> _What is needed_
Can you copy every line of the data below, keeping each character unchanged?

> _Data provided_
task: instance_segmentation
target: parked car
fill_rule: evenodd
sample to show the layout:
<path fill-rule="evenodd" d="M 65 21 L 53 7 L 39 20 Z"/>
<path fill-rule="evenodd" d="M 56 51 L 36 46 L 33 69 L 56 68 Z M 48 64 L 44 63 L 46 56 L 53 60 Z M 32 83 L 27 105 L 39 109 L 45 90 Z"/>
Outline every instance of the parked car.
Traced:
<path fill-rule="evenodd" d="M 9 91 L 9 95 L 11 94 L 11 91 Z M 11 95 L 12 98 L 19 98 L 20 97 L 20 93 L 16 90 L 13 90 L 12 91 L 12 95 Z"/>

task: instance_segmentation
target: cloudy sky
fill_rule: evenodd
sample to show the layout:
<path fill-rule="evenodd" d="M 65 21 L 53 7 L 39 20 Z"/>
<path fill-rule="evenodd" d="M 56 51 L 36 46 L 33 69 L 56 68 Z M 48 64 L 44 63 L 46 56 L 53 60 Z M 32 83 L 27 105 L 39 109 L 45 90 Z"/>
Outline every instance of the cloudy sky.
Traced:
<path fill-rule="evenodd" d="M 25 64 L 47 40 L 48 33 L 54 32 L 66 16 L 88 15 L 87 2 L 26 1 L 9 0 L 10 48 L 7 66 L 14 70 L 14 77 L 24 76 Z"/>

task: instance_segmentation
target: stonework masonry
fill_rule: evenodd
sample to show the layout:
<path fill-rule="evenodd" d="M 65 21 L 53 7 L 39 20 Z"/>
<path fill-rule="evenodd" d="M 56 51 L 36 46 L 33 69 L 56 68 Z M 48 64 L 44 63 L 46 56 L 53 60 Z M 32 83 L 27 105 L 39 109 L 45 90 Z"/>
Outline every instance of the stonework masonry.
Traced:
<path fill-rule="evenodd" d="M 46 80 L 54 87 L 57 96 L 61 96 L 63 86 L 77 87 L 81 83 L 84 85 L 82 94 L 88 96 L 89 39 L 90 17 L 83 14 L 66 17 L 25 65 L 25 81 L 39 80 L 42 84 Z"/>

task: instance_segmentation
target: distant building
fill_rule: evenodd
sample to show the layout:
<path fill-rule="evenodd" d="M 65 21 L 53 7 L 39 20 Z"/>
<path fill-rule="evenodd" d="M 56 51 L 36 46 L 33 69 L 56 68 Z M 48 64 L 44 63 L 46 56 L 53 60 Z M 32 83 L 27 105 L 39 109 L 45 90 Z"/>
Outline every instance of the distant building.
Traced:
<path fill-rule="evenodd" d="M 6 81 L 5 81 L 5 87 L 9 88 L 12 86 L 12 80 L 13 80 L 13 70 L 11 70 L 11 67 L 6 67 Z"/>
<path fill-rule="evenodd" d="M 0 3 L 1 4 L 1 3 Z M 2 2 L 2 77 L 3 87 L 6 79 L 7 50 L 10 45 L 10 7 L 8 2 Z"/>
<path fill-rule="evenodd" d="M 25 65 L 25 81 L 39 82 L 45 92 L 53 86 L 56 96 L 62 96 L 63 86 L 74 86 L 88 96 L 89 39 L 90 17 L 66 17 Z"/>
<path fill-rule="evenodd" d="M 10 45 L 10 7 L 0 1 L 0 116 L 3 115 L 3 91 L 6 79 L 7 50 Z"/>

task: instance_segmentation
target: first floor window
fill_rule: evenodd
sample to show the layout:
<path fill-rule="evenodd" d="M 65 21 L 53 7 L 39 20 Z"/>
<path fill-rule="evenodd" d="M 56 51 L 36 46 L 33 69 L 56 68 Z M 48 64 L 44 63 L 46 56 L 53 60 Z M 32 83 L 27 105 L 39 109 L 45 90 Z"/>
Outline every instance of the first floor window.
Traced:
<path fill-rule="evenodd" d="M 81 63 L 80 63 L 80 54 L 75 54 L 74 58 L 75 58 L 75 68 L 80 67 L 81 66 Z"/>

> _Task response_
task: instance_segmentation
target: parked car
fill_rule: evenodd
sample to show the layout:
<path fill-rule="evenodd" d="M 65 21 L 53 7 L 39 20 Z"/>
<path fill-rule="evenodd" d="M 56 51 L 36 46 L 33 69 L 56 68 Z M 48 64 L 44 63 L 46 56 L 53 60 Z M 32 83 L 27 105 L 39 109 L 45 90 Z"/>
Outline every instance of the parked car.
Traced:
<path fill-rule="evenodd" d="M 9 91 L 9 95 L 11 94 L 11 91 Z M 11 95 L 12 98 L 19 98 L 20 97 L 20 93 L 16 90 L 13 90 L 12 91 L 12 95 Z"/>

task: instance_segmentation
target: cloudy sky
fill_rule: evenodd
sample to show the layout:
<path fill-rule="evenodd" d="M 65 21 L 53 7 L 39 20 Z"/>
<path fill-rule="evenodd" d="M 56 51 L 36 46 L 33 69 L 56 68 Z M 48 64 L 44 63 L 46 56 L 53 60 Z M 32 83 L 27 105 L 39 109 L 45 90 Z"/>
Outline every instance of the cloudy sky.
Traced:
<path fill-rule="evenodd" d="M 25 64 L 47 40 L 48 33 L 54 32 L 66 16 L 88 15 L 87 2 L 26 1 L 9 0 L 10 48 L 7 66 L 14 70 L 14 77 L 24 76 Z"/>

task: instance_segmentation
target: stonework masonry
fill_rule: evenodd
sample to show the layout:
<path fill-rule="evenodd" d="M 65 21 L 53 7 L 39 20 Z"/>
<path fill-rule="evenodd" d="M 56 51 L 36 46 L 33 69 L 56 68 Z M 48 64 L 44 63 L 46 56 L 53 60 Z M 32 83 L 27 105 L 39 109 L 45 90 Z"/>
Outline every instance of the stonework masonry.
Traced:
<path fill-rule="evenodd" d="M 46 80 L 54 87 L 57 96 L 61 96 L 63 86 L 77 87 L 81 83 L 84 85 L 82 94 L 88 96 L 89 39 L 90 17 L 83 14 L 66 17 L 25 65 L 25 81 L 39 80 L 42 84 Z"/>

task: instance_segmentation
target: distant building
fill_rule: evenodd
sample to show the layout:
<path fill-rule="evenodd" d="M 65 21 L 53 7 L 39 20 Z"/>
<path fill-rule="evenodd" d="M 56 51 L 36 46 L 33 69 L 56 68 Z M 48 64 L 44 63 L 46 56 L 53 60 Z M 32 83 L 27 105 L 39 109 L 45 90 Z"/>
Outline every instance of the distant building.
Traced:
<path fill-rule="evenodd" d="M 6 81 L 5 81 L 5 87 L 9 88 L 12 86 L 12 80 L 13 80 L 13 70 L 11 70 L 11 67 L 6 67 Z"/>
<path fill-rule="evenodd" d="M 0 3 L 1 4 L 1 3 Z M 2 2 L 2 77 L 3 87 L 6 79 L 7 50 L 10 45 L 10 7 L 8 2 Z"/>
<path fill-rule="evenodd" d="M 25 65 L 25 81 L 39 82 L 45 92 L 53 86 L 56 96 L 62 96 L 63 86 L 74 86 L 88 96 L 89 39 L 90 17 L 66 17 Z"/>
<path fill-rule="evenodd" d="M 10 45 L 10 7 L 0 1 L 0 116 L 3 115 L 3 91 L 6 79 L 7 50 Z"/>

task: instance_segmentation
target: first floor window
fill_rule: evenodd
sample to show the layout:
<path fill-rule="evenodd" d="M 65 21 L 53 7 L 39 20 Z"/>
<path fill-rule="evenodd" d="M 56 51 L 36 46 L 33 69 L 56 68 Z M 48 64 L 44 63 L 46 56 L 53 60 Z M 32 83 L 27 105 L 39 109 L 45 90 Z"/>
Outline every instance of the first floor window.
Traced:
<path fill-rule="evenodd" d="M 81 63 L 80 63 L 80 54 L 75 54 L 74 58 L 75 58 L 75 68 L 80 67 L 81 66 Z"/>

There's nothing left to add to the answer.